Arrange every line of the records below as a Markdown table with the columns Row and Line, numbering the rows and skipping blank lines. Leave the pictures out.
[Start GIVEN DATA]
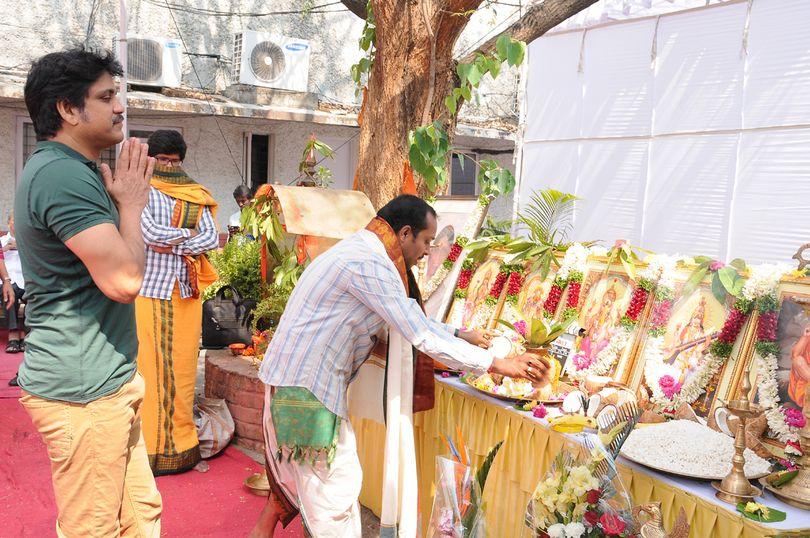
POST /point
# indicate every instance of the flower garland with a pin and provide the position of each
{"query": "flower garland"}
(468, 267)
(782, 421)
(485, 311)
(569, 276)
(662, 378)
(458, 246)
(554, 296)
(444, 269)
(497, 287)
(514, 284)
(638, 300)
[End GIVEN DATA]
# RESPONSE
| Row | Line |
|---|---|
| 1 | POST /point |
| 2 | # indicate every instance of the flower garland with a pin and provide the position of each |
| 3 | {"query": "flower garland"} |
| 4 | (468, 267) |
| 5 | (782, 421) |
| 6 | (485, 311) |
| 7 | (569, 276) |
| 8 | (662, 378) |
| 9 | (458, 246) |
| 10 | (554, 296) |
| 11 | (444, 269) |
| 12 | (497, 287) |
| 13 | (514, 284) |
| 14 | (638, 300) |